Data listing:
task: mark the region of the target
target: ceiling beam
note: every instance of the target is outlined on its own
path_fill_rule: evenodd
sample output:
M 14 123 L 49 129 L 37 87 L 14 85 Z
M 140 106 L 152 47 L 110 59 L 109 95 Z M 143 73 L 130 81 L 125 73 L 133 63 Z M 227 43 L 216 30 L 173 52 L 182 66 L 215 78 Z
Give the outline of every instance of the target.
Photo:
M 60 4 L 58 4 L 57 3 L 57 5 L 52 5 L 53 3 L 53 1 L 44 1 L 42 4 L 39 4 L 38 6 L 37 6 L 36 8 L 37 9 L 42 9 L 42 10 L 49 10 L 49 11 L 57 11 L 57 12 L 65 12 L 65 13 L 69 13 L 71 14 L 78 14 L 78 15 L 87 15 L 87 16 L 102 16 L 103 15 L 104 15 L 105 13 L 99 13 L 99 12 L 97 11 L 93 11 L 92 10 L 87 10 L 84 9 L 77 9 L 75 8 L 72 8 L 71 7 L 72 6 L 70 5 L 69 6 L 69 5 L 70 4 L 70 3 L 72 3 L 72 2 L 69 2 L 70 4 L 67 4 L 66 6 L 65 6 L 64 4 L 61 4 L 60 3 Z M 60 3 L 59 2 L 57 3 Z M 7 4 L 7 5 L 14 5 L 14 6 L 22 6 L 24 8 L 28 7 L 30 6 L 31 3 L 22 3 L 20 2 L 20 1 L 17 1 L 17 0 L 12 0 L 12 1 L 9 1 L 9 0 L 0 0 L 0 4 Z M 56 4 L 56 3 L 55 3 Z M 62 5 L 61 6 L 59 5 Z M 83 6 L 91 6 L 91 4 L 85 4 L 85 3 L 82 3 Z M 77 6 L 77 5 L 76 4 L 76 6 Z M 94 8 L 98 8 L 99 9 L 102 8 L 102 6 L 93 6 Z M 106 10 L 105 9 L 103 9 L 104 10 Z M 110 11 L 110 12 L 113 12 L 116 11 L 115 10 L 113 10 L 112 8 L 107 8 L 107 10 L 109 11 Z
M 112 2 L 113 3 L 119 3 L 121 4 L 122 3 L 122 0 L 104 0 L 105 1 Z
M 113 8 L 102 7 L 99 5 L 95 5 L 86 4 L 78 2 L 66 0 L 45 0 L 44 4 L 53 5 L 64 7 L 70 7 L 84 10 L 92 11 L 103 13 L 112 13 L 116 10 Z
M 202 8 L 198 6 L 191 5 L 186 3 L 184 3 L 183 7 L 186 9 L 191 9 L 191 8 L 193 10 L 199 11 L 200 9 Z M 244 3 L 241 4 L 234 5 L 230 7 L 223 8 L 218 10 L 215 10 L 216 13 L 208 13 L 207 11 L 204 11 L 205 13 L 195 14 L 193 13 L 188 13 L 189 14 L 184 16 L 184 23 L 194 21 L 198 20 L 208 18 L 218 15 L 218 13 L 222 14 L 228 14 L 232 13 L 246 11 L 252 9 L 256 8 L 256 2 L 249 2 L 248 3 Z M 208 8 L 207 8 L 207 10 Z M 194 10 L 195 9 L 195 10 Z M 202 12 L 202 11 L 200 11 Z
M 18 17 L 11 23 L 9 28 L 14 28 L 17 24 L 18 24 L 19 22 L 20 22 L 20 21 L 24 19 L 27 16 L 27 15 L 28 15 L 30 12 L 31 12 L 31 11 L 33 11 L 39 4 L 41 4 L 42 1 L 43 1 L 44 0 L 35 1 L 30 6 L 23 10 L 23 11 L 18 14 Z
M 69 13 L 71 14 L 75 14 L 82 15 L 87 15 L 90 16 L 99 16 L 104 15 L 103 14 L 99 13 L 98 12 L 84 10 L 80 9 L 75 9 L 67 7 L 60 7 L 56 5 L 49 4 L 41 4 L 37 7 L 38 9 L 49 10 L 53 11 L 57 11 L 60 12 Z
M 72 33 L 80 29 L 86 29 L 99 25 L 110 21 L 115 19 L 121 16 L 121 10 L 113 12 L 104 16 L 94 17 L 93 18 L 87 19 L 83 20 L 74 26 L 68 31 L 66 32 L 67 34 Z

Written task: Rewrite the records from their first line through the line that holds "M 112 2 L 113", inclusive, swapping "instance" for "occurrence" and leaving everything else unchanged.

Task answer:
task: mark the region of the target
target: ceiling beam
note: every occurrence of the target is outlined on its own
path_fill_rule: evenodd
sample output:
M 14 123 L 49 129 L 37 87 L 14 85 Z
M 140 106 L 152 47 L 110 59 L 109 95 Z M 143 73 L 130 81 L 125 73 L 133 63 Z M 227 43 L 216 30 L 173 52 L 182 66 L 215 78 Z
Give the outline of every occurrence of the target.
Photo:
M 60 4 L 58 4 L 57 3 L 57 5 L 52 5 L 53 3 L 53 1 L 44 1 L 42 4 L 39 4 L 38 6 L 37 6 L 36 8 L 37 9 L 42 9 L 42 10 L 49 10 L 49 11 L 57 11 L 57 12 L 65 12 L 65 13 L 69 13 L 71 14 L 78 14 L 78 15 L 87 15 L 87 16 L 102 16 L 103 15 L 104 15 L 105 13 L 99 13 L 99 12 L 97 11 L 93 11 L 92 10 L 87 10 L 84 9 L 77 9 L 75 8 L 72 8 L 71 7 L 72 6 L 70 5 L 69 6 L 69 5 L 70 4 L 70 3 L 72 3 L 72 2 L 69 2 L 70 4 L 67 4 L 66 6 L 65 6 L 64 4 L 61 4 L 60 3 Z M 60 3 L 59 2 L 57 3 Z M 7 4 L 7 5 L 14 5 L 14 6 L 22 6 L 24 8 L 28 7 L 30 6 L 31 3 L 22 3 L 20 2 L 20 1 L 17 1 L 17 0 L 12 0 L 12 1 L 9 1 L 9 0 L 0 0 L 0 4 Z M 56 4 L 56 3 L 55 3 Z M 62 5 L 61 6 L 59 5 Z M 83 6 L 91 6 L 91 4 L 85 4 L 85 3 L 82 3 Z M 77 6 L 77 5 L 76 4 L 76 6 Z M 94 8 L 98 8 L 99 9 L 102 8 L 102 6 L 93 6 Z M 106 10 L 105 9 L 103 9 L 104 10 Z M 110 11 L 110 12 L 113 12 L 116 11 L 115 10 L 113 10 L 112 8 L 107 8 L 107 10 L 109 11 Z
M 112 2 L 113 3 L 119 3 L 121 4 L 122 3 L 122 0 L 104 0 L 105 1 Z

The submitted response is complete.